=== Records provided ===
• • • • • • •
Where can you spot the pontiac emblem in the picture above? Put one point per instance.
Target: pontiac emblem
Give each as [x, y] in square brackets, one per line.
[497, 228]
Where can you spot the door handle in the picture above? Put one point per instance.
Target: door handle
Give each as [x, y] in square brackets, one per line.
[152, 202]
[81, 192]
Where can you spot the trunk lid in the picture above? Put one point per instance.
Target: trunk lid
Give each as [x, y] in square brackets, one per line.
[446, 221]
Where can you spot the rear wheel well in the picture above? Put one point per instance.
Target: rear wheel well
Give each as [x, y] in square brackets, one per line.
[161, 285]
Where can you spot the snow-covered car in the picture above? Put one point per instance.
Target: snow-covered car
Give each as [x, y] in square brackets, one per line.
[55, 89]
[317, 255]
• • • • • • •
=== What you are asked to do ===
Rewrite the rows above, replacing "door handle" with "side mirror" wherever it appears and leaving everything else unchanged.

=== Completed exercise ===
Where can you spot the pontiac emblem in the picture above? Put one point per instance.
Target: pontiac emblem
Give each as [x, y] in square brackets, one per line.
[497, 228]
Where can you spot the side mirror in the picture above? Put one point per instance.
Target: side mirror
Give each as [x, y] in square brackets, one per line.
[152, 202]
[81, 192]
Where can you spot the trunk lid in the picture above? Put one point per instance.
Target: trunk lid
Give each as [x, y] in square brackets, one per line.
[446, 221]
Where can you spot the rear wheel well in the picture above? Put one point per instance.
Target: rear wheel well
Give each as [x, y] in square brackets, one per line.
[161, 285]
Where can you spot the snow-covered car in the picture above? Put one point per instance.
Target: snow-covered car
Give each as [x, y] in square brackets, one per line.
[55, 89]
[317, 255]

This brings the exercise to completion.